Top of SOURCE DATA
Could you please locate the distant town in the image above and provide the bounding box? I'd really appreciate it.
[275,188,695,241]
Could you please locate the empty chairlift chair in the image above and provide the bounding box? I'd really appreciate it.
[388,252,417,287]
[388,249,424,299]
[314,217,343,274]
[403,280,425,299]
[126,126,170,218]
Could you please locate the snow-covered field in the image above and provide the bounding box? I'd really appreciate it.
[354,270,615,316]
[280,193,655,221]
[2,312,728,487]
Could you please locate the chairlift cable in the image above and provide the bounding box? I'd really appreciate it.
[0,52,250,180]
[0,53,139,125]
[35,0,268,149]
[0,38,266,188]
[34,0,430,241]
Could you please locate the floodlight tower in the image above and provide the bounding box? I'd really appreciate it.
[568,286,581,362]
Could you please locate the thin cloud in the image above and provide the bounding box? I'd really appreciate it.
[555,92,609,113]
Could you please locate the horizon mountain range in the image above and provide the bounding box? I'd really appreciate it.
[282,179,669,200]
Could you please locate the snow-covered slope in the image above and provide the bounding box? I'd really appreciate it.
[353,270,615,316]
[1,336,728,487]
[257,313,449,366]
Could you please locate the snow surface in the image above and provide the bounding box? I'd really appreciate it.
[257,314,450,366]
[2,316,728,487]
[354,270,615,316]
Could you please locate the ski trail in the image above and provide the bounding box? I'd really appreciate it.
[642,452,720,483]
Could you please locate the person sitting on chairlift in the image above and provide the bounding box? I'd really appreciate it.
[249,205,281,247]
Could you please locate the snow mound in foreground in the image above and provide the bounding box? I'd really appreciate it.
Bottom of SOURCE DATA
_TASK REQUIREMENTS_. Each record above has to be set down again, exactly and completely.

_ANSWER TO THE PROBLEM_.
Could you please locate the distant town in the image above and provide the bounding box? I'd really appreciate it.
[275,188,695,241]
Could you please locate the empty chairlift chair in the image above and provide the bounding box? I'd really appreciate it.
[388,252,417,287]
[388,249,424,299]
[314,217,343,274]
[403,280,425,299]
[126,126,170,218]
Could you please locate the snow-covered field in the image above and provide the bounding box? I'd really appreciate it.
[354,270,615,316]
[280,193,655,221]
[2,312,728,487]
Could you please locate the chairlift cable in the image above and provide the bounding box? I'd really appreciate it.
[0,52,250,180]
[0,53,139,125]
[35,0,268,149]
[0,38,266,188]
[34,0,430,241]
Could you please locate the floodlight tower in the image above and provide the bounding box? I'd really appreciate it.
[568,286,581,362]
Could you please locate the thin cloud in the image above and provide the bounding box? I'd really appreciate it.
[555,92,609,113]
Could you please locate the horizon mountain range in the image above and provide the bounding box? I'd really appreciate it.
[282,179,669,200]
Could you please locate the snow-covered slope in the image above and provide the bounding box? I'd really appreciate it.
[353,270,615,316]
[1,336,728,487]
[257,313,449,366]
Could you please locate the snow surface in the image above and provide the bounding box? I'd really appreciate it.
[257,314,450,366]
[2,316,728,487]
[354,270,615,316]
Could you please locate the ski trail in the image above and provide the bounding box? I'd really appreciate it.
[642,452,720,483]
Could you please locate the person sitting on chairlift in the image above and provide the bounding box? I'd really appreciate it.
[249,205,281,247]
Could you please locate the snow mound in foreground in the image above and provide the bounding box? I'd really appreciate it.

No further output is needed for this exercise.